-------- Data supplied

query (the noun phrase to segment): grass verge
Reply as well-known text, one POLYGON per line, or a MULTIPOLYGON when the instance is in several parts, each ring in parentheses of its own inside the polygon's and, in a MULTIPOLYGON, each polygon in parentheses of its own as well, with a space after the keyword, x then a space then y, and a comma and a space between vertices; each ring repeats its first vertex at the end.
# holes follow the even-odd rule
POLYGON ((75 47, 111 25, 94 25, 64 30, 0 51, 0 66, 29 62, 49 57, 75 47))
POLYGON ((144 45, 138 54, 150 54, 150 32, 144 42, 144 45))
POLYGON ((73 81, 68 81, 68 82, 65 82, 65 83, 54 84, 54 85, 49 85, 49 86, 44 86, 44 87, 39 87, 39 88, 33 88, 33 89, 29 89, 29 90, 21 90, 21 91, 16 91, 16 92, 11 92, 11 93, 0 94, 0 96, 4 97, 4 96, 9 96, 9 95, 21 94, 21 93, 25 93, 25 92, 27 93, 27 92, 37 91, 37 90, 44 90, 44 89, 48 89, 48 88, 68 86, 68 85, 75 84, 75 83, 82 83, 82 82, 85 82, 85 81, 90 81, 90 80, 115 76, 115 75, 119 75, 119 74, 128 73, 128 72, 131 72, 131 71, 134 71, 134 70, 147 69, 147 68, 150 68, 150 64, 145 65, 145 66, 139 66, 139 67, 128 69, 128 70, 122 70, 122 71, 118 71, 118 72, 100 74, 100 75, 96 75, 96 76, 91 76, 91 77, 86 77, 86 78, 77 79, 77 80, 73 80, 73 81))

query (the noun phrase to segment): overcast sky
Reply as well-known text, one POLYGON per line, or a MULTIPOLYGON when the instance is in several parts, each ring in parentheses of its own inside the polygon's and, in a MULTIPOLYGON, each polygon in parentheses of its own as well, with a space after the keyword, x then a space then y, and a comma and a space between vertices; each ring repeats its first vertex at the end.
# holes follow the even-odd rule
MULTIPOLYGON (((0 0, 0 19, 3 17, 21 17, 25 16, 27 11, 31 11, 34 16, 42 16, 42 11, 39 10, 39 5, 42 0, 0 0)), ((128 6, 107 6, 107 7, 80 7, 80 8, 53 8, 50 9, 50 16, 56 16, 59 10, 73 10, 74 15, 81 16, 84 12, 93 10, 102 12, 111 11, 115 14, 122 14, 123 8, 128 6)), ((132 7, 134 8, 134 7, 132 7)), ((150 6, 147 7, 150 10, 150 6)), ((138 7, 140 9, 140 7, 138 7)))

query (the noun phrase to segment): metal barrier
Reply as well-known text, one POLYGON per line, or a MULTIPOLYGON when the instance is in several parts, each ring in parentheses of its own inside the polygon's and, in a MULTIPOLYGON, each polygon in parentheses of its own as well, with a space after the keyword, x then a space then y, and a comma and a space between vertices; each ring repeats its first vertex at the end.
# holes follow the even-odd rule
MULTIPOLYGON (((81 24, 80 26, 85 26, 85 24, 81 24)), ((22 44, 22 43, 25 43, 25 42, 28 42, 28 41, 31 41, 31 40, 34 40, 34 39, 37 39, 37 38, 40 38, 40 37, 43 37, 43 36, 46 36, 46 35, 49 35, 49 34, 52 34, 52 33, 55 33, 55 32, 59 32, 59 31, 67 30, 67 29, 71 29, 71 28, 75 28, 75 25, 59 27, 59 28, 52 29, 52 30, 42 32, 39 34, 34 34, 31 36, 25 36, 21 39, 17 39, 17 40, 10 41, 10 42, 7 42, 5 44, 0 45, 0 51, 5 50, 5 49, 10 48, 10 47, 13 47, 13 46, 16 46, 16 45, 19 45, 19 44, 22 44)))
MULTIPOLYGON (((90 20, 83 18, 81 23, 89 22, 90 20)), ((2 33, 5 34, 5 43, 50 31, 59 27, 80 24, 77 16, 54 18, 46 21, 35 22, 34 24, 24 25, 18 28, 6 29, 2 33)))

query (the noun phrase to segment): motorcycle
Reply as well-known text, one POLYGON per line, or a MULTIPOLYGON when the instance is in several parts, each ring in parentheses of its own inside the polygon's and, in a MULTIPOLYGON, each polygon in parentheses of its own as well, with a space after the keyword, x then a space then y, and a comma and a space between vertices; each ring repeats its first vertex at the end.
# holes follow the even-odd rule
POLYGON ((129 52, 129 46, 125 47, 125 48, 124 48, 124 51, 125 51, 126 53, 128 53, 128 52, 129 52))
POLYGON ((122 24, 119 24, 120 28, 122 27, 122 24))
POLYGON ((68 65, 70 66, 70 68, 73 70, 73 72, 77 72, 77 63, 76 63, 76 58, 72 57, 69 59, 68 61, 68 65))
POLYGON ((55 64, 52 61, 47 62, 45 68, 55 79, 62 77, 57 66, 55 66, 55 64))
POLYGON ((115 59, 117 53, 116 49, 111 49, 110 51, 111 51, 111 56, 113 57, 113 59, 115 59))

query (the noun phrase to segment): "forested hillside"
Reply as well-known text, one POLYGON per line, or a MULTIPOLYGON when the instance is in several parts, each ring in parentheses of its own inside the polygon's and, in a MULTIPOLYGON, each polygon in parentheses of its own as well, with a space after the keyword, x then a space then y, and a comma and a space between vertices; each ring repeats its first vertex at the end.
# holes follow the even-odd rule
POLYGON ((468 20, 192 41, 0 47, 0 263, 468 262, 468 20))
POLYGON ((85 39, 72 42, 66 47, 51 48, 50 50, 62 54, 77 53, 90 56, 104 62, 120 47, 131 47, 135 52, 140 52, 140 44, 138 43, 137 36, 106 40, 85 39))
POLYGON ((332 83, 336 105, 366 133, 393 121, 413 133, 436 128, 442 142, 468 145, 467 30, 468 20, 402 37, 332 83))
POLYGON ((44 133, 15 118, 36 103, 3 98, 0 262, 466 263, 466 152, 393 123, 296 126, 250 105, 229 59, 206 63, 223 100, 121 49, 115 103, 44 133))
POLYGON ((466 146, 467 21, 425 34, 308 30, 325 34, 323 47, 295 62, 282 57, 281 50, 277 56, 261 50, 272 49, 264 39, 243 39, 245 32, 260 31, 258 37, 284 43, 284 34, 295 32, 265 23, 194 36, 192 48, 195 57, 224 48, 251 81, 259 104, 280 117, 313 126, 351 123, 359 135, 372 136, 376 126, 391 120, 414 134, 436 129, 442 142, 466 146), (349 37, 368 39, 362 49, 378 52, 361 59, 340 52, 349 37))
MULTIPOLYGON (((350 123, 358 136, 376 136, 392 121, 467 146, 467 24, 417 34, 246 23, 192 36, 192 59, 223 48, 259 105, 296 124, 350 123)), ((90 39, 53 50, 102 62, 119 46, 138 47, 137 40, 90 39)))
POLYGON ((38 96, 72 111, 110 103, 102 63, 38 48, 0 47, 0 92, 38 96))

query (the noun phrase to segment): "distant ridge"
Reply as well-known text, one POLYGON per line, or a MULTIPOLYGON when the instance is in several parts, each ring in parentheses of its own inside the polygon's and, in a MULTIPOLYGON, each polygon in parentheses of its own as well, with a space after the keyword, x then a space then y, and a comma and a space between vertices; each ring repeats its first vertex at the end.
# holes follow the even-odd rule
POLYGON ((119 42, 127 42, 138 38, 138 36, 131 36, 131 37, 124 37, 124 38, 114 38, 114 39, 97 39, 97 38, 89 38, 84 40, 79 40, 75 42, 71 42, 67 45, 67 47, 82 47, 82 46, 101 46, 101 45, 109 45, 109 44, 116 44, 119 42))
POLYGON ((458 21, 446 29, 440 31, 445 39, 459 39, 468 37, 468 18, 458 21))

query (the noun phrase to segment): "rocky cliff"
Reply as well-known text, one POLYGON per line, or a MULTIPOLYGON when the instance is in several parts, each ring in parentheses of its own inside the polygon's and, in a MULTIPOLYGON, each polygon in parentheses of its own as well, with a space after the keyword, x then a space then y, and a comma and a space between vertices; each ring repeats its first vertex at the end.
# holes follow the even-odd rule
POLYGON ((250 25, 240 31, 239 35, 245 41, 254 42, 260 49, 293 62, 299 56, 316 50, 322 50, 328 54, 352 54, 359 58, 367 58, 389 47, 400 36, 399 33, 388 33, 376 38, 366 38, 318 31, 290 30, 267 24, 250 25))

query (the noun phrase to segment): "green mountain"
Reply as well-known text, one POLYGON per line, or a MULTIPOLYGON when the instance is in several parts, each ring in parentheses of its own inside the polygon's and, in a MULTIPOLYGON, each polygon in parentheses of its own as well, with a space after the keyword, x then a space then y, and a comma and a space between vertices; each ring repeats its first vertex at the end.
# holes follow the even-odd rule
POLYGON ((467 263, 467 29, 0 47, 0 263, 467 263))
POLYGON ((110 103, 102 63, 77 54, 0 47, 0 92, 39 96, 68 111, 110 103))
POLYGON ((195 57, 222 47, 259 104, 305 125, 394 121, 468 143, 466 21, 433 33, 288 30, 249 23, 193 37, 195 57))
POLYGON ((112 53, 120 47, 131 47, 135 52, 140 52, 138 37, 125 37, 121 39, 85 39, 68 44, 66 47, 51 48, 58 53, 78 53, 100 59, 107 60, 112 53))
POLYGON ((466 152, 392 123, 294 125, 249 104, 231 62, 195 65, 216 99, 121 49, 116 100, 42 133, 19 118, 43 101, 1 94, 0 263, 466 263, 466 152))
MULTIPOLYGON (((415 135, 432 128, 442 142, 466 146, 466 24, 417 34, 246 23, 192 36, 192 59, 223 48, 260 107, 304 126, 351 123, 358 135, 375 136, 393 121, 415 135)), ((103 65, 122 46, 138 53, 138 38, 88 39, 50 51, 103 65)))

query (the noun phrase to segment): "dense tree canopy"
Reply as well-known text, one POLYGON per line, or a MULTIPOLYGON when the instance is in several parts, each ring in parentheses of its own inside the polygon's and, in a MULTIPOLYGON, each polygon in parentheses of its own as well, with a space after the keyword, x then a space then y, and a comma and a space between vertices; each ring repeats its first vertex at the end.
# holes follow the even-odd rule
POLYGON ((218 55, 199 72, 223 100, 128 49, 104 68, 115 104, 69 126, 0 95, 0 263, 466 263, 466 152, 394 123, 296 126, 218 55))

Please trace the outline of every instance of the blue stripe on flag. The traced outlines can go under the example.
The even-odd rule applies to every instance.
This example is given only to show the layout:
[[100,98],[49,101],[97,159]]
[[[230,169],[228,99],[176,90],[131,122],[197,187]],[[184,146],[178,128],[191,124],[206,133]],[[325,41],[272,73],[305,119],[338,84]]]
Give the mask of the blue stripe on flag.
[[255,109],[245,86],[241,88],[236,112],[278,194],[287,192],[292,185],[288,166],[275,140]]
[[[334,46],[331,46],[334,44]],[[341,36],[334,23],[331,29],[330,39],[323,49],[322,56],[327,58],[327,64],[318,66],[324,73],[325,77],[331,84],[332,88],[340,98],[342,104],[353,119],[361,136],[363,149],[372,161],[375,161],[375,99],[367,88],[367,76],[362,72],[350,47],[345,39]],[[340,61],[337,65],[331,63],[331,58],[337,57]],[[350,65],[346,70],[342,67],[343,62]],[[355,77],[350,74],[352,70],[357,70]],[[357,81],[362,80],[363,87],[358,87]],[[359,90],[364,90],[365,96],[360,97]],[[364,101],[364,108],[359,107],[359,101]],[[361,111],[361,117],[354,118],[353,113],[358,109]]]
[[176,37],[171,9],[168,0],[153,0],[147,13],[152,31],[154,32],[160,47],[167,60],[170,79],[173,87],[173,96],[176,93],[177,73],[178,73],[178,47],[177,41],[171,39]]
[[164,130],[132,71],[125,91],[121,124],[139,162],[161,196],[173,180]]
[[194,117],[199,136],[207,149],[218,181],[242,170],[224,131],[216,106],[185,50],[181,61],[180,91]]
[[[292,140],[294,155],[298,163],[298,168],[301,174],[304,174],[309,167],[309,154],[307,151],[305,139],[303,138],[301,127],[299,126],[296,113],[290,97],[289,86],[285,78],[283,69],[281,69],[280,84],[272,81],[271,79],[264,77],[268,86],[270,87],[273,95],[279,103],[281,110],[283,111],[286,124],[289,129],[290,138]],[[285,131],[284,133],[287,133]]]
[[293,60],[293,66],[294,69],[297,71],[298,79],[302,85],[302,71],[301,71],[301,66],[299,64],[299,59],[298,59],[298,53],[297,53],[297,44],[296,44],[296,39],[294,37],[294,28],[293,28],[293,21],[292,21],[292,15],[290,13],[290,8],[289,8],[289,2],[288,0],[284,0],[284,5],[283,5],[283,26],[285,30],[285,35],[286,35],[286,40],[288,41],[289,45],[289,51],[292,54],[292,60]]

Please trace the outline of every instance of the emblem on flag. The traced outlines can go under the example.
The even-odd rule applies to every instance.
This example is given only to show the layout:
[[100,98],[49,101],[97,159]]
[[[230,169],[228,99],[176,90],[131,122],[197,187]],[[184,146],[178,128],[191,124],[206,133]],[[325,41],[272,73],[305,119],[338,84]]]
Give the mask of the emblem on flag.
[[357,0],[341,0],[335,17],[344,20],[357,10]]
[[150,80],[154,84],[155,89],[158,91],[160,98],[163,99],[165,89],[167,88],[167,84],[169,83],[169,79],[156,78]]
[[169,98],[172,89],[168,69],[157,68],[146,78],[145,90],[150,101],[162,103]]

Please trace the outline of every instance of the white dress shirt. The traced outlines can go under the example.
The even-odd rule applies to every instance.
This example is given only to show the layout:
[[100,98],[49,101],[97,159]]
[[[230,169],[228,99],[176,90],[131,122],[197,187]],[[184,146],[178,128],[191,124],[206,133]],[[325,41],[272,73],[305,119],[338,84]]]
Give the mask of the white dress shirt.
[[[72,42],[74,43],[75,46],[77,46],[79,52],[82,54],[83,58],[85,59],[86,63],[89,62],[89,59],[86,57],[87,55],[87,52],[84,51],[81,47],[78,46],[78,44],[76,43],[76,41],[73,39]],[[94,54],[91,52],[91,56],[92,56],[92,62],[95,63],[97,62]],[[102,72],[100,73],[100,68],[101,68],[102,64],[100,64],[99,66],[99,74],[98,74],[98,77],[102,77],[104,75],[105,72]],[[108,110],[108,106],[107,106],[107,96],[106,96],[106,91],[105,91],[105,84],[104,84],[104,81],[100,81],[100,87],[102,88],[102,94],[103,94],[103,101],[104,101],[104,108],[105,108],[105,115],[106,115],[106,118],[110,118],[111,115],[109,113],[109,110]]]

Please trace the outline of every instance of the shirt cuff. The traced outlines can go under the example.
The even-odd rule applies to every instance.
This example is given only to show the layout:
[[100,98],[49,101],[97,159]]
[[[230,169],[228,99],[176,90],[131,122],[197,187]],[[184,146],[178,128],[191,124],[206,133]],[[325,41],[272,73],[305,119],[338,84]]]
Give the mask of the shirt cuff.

----------------

The lines that mention the word "outline" should be pulled from the records above.

__Result of the exercise__
Please trace the outline of every instance of the blue stripe on flag. The traced outlines can go under the example.
Please trace the outline of every instance of the emblem on flag. The traced outlines can go under the example.
Please trace the outline of every instance of the white dress shirt. The traced outlines can go under the example.
Please trace the outline of every instance of the shirt cuff. The traced outlines can go under the example.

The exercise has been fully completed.